* _ACTIVITIES_
- a) In the pain management program's module list, what system is used to assess patients at heightened risk of progression to long-term distress and disability?
- b) Extend the pain management program's module list past its final entry.

* _TEXT PASSAGE_
• • • • • • •

The BPM Complete Program includes full access to the modules listed below:
Making an effective pain diagnosis: a whole person approach: Understand the importance of a whole-person approach to pain assessment and its complexities, including a modern 'sociopsychcobiomedical' perspective of the pain experience and how to recognize key pathophysiological pathways that underly pain. Develop techniques for a more skillful patient communication of your diagnosis.
The impact and management of psychological factors in pain: Recognise and determine the presence of psychological comorbidities in patients with persistent pain. Learn how to assess patients at a heightened risk of progression to long-term distress and disability - using a system of red and yellow flags. Understand the role of pharmacological and non-pharmacological therapies in pain management.
A whole person approach to chronic pain: Competently perform a thorough patient assessment and manage complex chronic pain presentations. Further examine this multi-dimensional condition involving thoughts, behaviours, nutrition and other perspectives that directly influence the physical processing of pain. Educate patients on multidisciplinary pain management.
Identification and management of neuropathic pain in the primary care setting: Use a systematic assessment approach to diagnose neuropathic pain, including how to distinguish between neuropathic and nociceptive pain. Develop treatment plans to address common comorbidities, together with a rational choice of investigations in the diagnostic process, knowing when referral is indicated.

• • • • • • •

[Stored data entries]
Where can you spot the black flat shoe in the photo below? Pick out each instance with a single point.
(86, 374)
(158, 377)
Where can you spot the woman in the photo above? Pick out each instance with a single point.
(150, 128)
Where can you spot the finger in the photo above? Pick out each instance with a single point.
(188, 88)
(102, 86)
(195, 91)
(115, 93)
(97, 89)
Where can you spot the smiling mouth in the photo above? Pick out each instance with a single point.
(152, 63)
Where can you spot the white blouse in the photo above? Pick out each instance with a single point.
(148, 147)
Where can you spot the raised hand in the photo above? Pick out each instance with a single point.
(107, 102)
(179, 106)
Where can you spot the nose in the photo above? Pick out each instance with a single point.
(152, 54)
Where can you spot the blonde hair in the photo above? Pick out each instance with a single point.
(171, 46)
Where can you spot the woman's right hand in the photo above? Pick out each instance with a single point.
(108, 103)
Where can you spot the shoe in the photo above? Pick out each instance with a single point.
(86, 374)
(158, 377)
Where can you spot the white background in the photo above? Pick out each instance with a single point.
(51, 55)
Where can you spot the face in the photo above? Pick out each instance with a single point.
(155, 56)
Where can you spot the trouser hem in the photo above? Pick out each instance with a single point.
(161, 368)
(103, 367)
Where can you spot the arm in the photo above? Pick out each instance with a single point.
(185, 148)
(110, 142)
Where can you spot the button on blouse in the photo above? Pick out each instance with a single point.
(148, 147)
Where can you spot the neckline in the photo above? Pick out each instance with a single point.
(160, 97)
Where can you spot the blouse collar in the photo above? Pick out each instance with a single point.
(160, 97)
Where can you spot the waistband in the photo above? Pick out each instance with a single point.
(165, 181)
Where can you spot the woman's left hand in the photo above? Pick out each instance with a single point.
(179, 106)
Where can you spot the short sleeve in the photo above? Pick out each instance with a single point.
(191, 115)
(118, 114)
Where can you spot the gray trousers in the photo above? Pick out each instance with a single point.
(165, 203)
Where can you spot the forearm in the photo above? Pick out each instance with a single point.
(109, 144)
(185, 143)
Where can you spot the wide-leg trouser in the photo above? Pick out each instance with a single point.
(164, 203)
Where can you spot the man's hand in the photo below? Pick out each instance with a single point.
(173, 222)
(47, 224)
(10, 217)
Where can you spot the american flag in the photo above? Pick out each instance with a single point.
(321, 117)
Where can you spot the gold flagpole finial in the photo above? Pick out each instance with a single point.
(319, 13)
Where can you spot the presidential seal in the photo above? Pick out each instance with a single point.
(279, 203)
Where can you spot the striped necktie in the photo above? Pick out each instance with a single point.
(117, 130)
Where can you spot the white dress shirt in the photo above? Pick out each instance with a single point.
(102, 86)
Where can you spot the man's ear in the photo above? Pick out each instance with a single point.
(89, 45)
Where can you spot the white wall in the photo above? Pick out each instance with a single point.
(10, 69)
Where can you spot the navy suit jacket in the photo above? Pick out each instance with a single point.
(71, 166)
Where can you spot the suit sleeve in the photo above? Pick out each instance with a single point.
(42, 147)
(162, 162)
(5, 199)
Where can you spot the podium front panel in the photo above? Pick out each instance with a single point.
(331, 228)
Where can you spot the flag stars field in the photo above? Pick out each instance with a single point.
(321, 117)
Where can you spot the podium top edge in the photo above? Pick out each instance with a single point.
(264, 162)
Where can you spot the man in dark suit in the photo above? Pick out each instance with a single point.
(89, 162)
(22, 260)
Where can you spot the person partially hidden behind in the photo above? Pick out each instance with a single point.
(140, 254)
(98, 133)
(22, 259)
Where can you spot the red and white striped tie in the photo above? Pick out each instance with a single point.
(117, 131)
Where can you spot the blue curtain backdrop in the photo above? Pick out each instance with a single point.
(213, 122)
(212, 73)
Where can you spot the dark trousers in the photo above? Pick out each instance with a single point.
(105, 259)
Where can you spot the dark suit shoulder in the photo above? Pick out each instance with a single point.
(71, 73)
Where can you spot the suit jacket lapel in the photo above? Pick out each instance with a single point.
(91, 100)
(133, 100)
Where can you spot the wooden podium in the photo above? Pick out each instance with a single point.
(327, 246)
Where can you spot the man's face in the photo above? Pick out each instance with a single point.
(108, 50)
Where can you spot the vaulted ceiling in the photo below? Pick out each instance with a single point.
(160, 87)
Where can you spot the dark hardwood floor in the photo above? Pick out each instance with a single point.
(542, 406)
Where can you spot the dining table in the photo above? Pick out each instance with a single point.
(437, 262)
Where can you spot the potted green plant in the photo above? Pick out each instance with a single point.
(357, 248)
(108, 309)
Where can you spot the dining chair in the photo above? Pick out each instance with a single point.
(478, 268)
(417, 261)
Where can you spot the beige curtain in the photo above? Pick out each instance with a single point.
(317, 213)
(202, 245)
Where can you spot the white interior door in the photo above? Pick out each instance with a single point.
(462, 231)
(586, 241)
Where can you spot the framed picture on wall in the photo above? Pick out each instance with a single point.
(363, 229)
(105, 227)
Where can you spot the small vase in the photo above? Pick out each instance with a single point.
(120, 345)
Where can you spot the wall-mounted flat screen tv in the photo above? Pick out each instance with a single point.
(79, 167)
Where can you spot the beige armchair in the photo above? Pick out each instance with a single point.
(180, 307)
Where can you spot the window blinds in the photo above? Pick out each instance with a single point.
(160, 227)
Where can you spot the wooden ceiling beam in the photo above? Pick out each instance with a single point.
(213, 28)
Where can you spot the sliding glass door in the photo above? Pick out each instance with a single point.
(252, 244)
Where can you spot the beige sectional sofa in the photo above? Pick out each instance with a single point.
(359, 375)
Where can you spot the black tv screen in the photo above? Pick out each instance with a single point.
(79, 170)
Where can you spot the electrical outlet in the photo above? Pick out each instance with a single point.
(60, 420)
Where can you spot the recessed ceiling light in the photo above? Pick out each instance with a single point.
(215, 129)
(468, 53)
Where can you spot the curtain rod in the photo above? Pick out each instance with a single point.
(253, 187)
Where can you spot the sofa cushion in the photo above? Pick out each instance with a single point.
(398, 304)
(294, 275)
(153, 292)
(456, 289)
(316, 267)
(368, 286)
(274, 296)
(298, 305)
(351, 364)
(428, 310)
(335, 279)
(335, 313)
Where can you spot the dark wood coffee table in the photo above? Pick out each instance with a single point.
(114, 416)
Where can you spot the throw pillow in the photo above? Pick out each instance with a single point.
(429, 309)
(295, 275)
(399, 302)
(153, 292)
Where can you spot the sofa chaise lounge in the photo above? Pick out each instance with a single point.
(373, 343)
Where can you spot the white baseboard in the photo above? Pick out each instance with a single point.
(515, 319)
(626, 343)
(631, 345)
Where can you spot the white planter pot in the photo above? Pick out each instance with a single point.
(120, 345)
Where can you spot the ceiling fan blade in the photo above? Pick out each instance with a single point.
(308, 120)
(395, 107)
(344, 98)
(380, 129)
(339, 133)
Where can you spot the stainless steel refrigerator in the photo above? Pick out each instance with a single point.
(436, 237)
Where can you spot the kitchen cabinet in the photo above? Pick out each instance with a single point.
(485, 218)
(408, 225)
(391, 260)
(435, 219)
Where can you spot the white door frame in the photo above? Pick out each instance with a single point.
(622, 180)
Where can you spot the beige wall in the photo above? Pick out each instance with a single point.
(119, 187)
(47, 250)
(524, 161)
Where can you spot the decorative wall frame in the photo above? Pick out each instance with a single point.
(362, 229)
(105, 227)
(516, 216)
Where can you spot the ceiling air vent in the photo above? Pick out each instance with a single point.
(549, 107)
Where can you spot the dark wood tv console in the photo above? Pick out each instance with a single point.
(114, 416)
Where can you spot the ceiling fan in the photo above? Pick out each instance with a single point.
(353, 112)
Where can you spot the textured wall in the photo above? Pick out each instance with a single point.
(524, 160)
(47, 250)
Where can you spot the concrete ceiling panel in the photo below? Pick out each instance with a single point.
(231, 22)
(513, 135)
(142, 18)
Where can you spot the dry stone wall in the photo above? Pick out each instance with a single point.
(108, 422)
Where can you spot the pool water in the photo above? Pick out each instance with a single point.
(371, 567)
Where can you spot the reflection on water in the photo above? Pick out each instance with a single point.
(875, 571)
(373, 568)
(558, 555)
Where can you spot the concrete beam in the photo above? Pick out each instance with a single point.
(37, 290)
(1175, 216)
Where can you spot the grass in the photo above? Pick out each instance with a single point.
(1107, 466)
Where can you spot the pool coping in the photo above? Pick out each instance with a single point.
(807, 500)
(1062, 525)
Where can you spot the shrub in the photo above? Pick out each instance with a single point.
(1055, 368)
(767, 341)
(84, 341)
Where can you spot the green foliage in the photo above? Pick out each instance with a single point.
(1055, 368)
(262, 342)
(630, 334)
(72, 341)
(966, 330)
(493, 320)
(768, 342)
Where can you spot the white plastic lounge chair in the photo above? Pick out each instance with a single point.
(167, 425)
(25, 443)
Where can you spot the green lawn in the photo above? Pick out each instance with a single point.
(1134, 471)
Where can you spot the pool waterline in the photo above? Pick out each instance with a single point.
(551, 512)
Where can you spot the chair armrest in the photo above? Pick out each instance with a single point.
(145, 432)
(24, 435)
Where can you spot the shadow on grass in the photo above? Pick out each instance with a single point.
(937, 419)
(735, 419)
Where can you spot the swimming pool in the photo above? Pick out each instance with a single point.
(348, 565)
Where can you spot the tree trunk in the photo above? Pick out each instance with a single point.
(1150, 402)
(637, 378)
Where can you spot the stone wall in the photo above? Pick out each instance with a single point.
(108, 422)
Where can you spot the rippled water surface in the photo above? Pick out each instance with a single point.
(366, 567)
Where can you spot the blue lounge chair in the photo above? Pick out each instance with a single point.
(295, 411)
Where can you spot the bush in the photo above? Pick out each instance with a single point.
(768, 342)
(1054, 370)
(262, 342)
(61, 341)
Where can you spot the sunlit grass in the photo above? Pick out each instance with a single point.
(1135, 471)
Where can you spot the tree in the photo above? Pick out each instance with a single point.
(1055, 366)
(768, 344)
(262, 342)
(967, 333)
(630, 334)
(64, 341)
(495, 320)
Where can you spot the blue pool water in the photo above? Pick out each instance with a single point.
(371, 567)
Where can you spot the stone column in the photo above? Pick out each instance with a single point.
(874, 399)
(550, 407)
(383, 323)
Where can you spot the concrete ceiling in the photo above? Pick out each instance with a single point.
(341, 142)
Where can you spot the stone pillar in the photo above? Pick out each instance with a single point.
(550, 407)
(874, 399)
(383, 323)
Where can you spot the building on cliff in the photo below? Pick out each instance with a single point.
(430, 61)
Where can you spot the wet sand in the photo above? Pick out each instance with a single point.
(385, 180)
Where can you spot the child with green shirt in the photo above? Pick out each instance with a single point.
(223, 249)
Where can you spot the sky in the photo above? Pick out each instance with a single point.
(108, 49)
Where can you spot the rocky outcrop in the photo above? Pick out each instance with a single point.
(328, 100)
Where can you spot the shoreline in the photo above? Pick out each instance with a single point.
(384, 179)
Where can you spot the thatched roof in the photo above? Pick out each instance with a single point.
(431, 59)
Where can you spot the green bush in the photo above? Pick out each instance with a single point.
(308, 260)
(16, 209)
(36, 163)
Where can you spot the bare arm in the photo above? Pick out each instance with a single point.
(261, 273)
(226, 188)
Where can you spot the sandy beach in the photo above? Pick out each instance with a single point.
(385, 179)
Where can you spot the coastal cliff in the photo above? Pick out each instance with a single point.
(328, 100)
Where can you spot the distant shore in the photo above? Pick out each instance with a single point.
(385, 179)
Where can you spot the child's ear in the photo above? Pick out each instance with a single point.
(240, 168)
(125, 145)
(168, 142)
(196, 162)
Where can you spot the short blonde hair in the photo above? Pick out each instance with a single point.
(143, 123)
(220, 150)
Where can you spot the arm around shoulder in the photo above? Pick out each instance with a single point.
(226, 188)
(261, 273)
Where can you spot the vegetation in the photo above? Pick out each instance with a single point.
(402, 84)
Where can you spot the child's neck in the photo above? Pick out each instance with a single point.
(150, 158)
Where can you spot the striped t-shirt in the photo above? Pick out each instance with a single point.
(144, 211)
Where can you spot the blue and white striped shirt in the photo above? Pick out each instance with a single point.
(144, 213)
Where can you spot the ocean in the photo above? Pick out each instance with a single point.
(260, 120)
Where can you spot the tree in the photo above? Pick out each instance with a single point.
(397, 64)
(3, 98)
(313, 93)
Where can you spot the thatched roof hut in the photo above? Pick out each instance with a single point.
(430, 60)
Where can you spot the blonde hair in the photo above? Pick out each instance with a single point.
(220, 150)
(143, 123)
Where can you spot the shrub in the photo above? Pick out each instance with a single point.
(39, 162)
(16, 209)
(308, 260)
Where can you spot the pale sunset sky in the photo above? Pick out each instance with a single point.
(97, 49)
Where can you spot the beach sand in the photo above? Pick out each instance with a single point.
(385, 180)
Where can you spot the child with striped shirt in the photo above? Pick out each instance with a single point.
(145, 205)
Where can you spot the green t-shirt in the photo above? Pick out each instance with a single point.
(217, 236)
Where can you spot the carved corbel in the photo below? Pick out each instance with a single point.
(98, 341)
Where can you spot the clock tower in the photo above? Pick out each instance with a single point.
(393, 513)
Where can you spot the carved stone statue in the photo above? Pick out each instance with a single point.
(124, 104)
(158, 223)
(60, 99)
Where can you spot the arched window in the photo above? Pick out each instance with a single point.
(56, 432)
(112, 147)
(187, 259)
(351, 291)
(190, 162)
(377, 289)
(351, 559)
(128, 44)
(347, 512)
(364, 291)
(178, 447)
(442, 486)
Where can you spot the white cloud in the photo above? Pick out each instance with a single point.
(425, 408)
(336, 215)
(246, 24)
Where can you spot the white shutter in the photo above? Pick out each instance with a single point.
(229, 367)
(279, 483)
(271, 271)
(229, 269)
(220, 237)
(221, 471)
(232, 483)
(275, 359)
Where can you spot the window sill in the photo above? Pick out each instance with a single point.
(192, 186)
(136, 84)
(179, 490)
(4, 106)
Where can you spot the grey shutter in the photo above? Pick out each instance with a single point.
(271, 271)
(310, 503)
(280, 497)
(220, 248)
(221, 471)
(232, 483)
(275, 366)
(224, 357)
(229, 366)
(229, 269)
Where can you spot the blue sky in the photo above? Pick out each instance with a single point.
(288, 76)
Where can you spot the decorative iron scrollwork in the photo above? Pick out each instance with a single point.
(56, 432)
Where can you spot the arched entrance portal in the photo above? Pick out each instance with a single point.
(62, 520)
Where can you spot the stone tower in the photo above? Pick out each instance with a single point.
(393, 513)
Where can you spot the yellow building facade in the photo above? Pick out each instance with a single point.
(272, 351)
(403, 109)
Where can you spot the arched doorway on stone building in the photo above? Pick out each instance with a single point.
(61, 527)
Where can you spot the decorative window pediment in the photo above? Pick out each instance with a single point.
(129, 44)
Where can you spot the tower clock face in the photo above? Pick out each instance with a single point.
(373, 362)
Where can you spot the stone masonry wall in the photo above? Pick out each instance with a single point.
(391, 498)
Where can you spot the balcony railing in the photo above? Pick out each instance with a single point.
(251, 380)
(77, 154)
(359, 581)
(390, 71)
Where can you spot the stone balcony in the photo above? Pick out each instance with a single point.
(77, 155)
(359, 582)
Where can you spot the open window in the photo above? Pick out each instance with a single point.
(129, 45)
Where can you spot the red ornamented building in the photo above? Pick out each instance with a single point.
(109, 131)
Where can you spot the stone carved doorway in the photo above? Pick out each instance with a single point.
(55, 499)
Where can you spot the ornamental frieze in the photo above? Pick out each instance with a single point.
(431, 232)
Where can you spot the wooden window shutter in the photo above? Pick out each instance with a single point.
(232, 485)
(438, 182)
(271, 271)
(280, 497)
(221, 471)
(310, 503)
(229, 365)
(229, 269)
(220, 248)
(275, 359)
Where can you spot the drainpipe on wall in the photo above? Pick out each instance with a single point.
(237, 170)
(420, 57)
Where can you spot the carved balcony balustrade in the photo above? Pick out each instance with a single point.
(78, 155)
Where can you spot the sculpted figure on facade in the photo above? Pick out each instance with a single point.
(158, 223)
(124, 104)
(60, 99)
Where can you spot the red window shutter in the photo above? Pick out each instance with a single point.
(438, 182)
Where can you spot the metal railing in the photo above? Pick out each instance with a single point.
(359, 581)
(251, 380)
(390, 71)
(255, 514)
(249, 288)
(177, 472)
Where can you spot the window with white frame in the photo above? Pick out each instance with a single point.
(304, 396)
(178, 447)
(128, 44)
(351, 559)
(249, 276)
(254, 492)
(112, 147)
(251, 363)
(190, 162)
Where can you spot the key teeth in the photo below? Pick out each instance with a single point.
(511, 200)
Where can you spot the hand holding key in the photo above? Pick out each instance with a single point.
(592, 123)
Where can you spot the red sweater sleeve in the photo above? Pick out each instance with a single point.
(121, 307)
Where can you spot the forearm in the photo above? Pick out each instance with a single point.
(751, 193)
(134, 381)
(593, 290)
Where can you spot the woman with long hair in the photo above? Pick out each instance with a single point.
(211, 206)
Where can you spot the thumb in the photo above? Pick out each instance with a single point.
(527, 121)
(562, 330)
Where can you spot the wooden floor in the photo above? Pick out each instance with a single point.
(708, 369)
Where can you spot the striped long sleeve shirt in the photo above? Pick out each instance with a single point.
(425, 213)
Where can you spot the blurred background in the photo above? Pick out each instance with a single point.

• • • • • • •

* _ANSWERS BY TASK_
- a) A system of red and yellow flags.

- b)
Identification and management of low back pain in the primary care setting: Develop an evidence-based approach to assessing low back pain using practical and time-efficient strategies. Specialist clinicians demonstrate how to further define clinical problems using structured physical examinations. Understand why a multimodal vs unimodal approach to low back pain presentations is likely to be more effective.
Opioids in pain management: Develop clearer decision-making in opioids prescribing for those with non-malignant chronic pain. Learn best practice pain management techniques for clinically-responsible patient outcomes, whilst reducing opioid dependence and harm. FPM pain specialists show how to use non-pharmacological therapies, optimizing opioid treatment plans.
Pharmacology of pain medicine: Understand the pathophysiology of pain and how different types of medication can target the pain pathway. Execute a more targeted approach to the choice of pharmacological treament, matching drug therapies with the underlying causititive mechanisms of pain - avoiding sub-optimal patient outcomes that may be due to higher doses of ineffective drugs.
Non-joint musculoskeletal pains: Capturing less understood causes of chronic musculoskeletal conditions, learn how to better manage pain associated with trauma, postural strain, repetition and age-related changes to the integrity of structures. Includes common types of non-rheumatological causes of musculoskeletal pain, with their pathological mechanisms and diagnosis.
Post-discharge acute pain management: Develop your skills in the ongoing management of acute or traumatic pain, post-surgical. With increasing early recovery protocol trends, learn to support and manage discharge patients under your care. Understand professional requirements of managing post-surgical acute pain in the community, with risks/benefits of opioids in managing pain.
Understanding pain-related procedures: Uncover and understand the indications for interventional procedures used in the diagnosis and treatment of chronic pain. Commonly performed management procedures for pain reduction are explained in detail, and you will acquire skills for informing patients about these procedures - managing expectations of their efficacy.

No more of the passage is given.